▶ **RECORDED DATA**
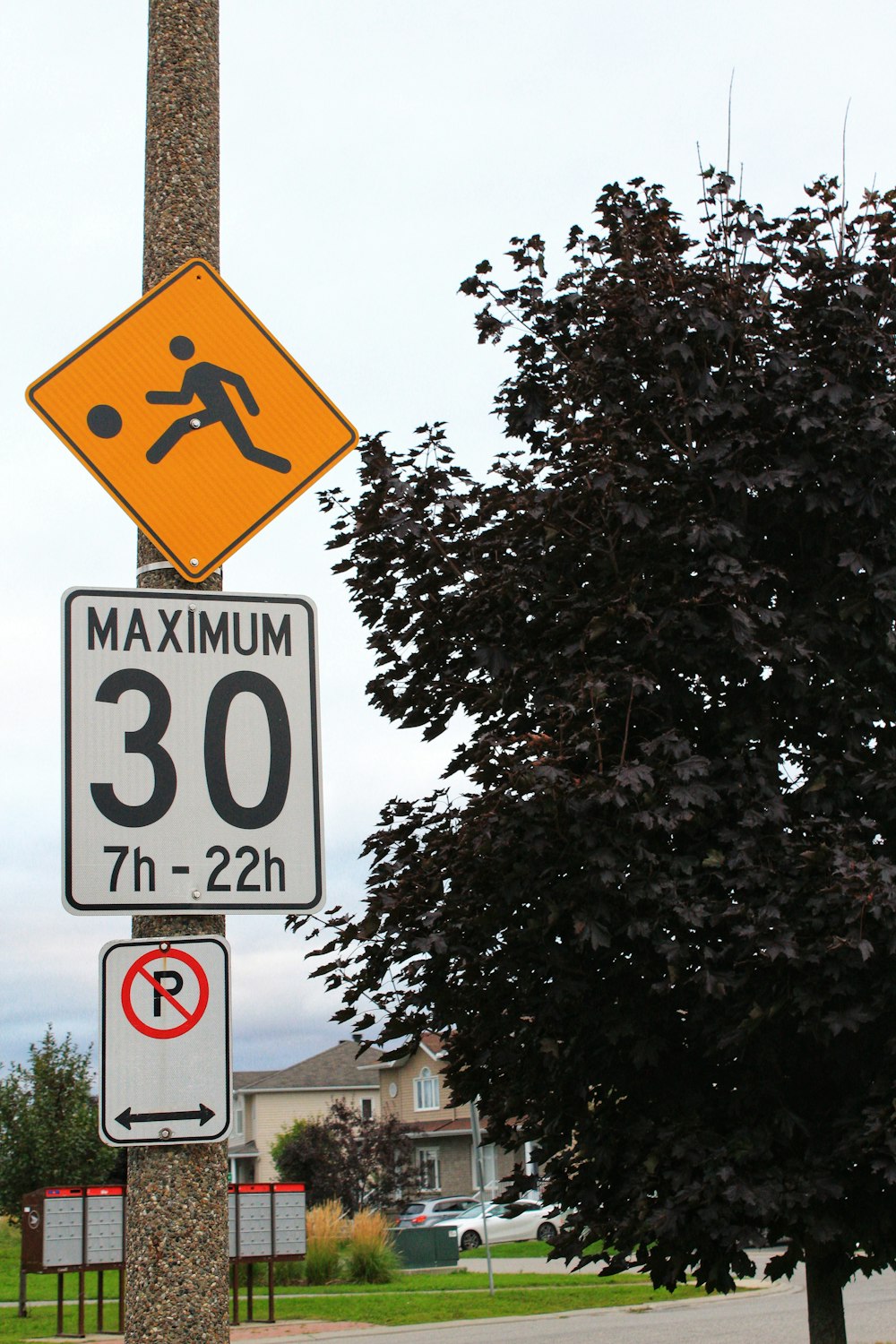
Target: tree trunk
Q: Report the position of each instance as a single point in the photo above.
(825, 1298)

==

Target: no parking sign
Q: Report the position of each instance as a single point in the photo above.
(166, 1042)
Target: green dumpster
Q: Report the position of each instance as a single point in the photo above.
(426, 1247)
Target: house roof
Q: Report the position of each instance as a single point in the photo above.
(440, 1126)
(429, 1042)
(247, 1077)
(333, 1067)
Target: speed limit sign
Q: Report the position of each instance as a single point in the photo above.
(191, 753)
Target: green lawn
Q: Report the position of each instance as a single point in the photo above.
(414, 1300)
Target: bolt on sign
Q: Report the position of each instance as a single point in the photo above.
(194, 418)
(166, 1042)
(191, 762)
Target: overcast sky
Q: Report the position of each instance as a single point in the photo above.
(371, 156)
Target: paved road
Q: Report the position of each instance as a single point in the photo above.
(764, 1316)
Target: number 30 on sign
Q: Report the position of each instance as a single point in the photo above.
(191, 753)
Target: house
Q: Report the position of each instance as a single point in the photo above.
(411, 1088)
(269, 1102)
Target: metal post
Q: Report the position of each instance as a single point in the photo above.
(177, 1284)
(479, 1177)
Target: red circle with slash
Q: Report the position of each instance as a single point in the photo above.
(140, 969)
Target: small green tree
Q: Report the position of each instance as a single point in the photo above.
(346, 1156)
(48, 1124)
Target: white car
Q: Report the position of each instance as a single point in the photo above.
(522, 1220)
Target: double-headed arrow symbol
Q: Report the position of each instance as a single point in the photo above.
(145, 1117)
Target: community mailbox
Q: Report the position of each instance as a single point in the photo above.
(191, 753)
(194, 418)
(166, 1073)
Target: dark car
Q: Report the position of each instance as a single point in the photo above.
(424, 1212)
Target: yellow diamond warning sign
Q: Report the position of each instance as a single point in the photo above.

* * *

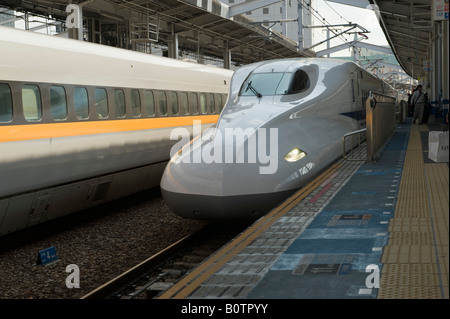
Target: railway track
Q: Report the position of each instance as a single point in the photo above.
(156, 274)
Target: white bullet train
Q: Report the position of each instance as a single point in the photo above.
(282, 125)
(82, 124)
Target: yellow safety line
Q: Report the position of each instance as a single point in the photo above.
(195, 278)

▶ **THE REQUEST**
Edit the part of the records that opens with the line containing "Target: tree trunk" and closes with the line containing "(825, 1298)", replacing "tree trunk" with "tree stump" and leaving everything else unchanged. Return only those lines.

▶ **EXPECTED OUTPUT**
Target: tree stump
Q: Report the position of each instance as a single point in the photo above.
(825, 1298)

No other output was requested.